§ **TASK OBJECTIVE**: Please copy word for word the part of the Big Ten football spending text below that begins with the words containing "But Alvarez admits, Wisconsin’s" and ends with "filling the coffers.".

§ **TEXT SECTION**:
○ ○ ○

Wisconsin athletic director and former football coach Barry Alvarez speaks fondly of how he built the Badgers’ program in the early 1990s with a good staff and a coat of paint.

“We (recruited) by just keeping things fresh and clean and neat and never complaining about our facilities or what we had or didn’t have,” said Alvarez, who coached Wisconsin from 1990-2005 and has served as the school’s AD since 2004. “We always told our kids the facilities were really good. And they believed it.”

But Alvarez admits, Wisconsin’s sustained winning two decades later and turnaround as an athletic department is almost entirely due to a football program that began putting butts in seats and filling the coffers.

The top four Big Ten football programs by conference winning percentage over the last 20 years are league’s biggest spenders and also rank exactly in order of the size of their 2011-12 revenues reported to the NCAA.

MSU is not among them.

Ohio State, Michigan, Penn State and Wisconsin — these are the Big Ten schools that spent and brought in over $100 million in 2011-12. All four have won more than 60 percent of their games since 1993.

Iowa and MSU are next, batting about .500. And, yep, still in order of 2011-12 total revenue — almost $98 million for Iowa, just shy of $94 million for MSU.

http://www.lansingstatejournal.com/...mpact-Big-Ten-football-success?nclick_check=1

Go Gophers!!
 

Not surprising. Money has always equaled wins over the long haul. Their are exceptions, but exceptions make the rule. We have to start growing revenue and spending it on football. Whether it be from ticket sales, fund raising, sponsorships or seat donations. That we have fallen so far behind is a shame...we just can't let our past failures be the future.
 

Not surprising. Money has always equaled wins over the long haul. Their are exceptions, but exceptions make the rule. We have to start growing revenue and spending it on football. Whether it be from ticket sales, fund raising, sponsorships or seat donations. That we have fallen so far behind is a shame...we just can't let our past failures be the future.

And that credit (or blame) lies at the feet of a lame duck employee of the Athletic Department by the name of Joel Maturi.

○ ○ ○

§ **MATERIAL SHOWN**:
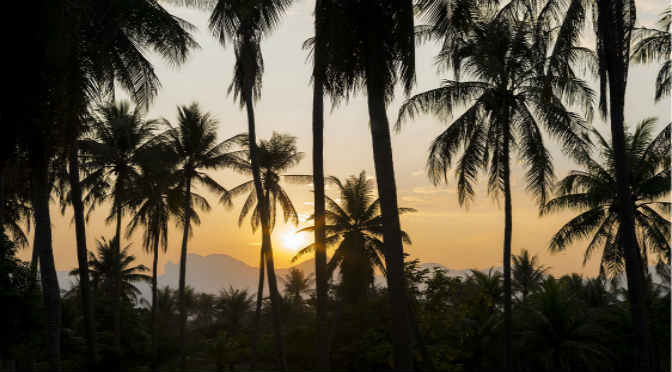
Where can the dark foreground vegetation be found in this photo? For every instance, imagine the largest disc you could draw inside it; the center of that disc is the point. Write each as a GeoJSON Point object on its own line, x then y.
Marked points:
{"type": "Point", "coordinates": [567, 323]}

○ ○ ○

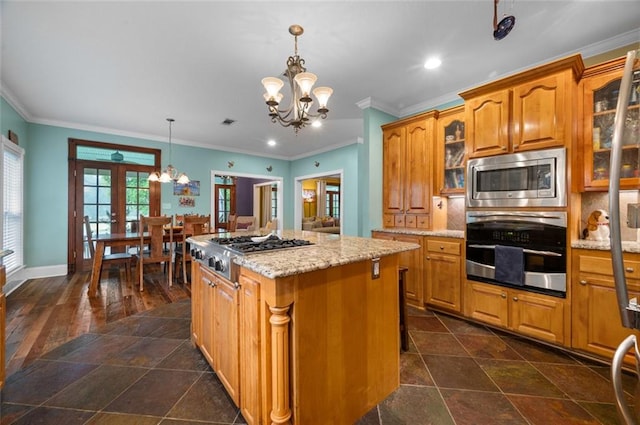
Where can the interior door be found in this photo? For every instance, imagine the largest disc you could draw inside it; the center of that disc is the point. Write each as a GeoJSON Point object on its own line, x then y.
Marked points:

○ ○ ○

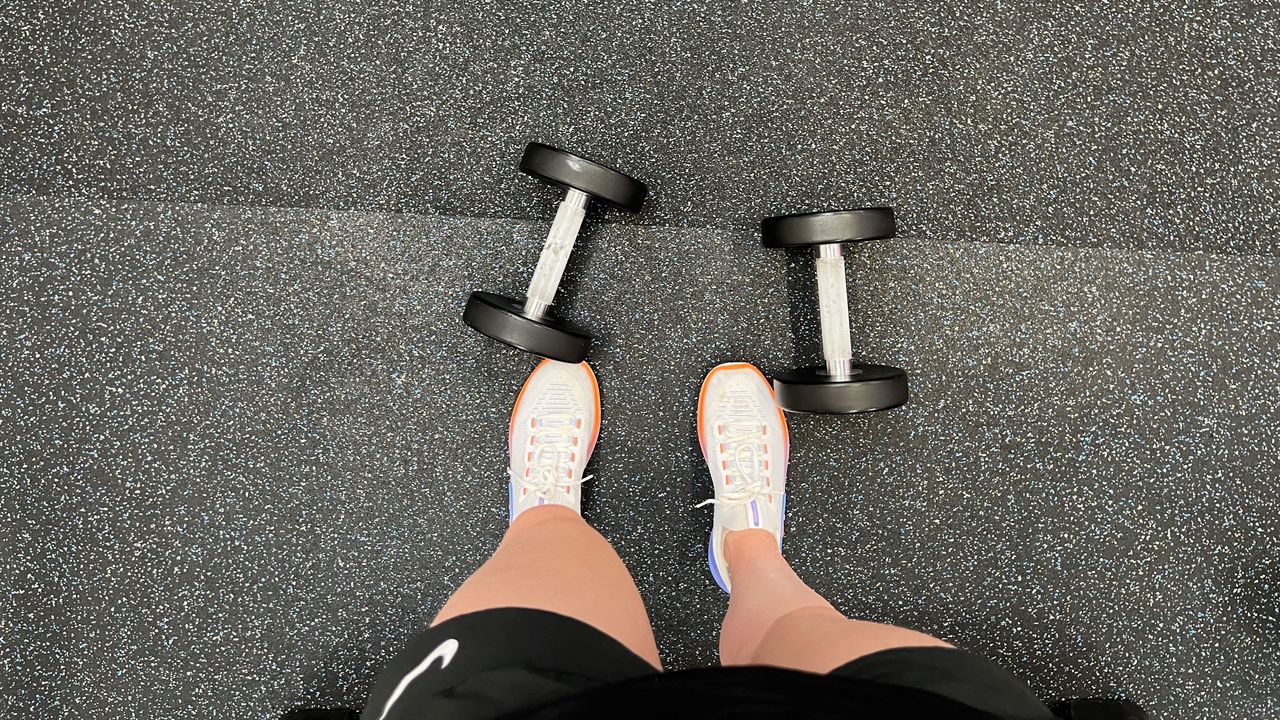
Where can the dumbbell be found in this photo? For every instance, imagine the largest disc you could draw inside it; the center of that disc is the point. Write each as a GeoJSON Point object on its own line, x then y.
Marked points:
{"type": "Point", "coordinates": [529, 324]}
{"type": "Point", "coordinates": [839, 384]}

○ ○ ○

§ **FULL RESPONSE**:
But Alvarez admits, Wisconsin’s sustained winning two decades later and turnaround as an athletic department is almost entirely due to a football program that began putting butts in seats and filling the coffers.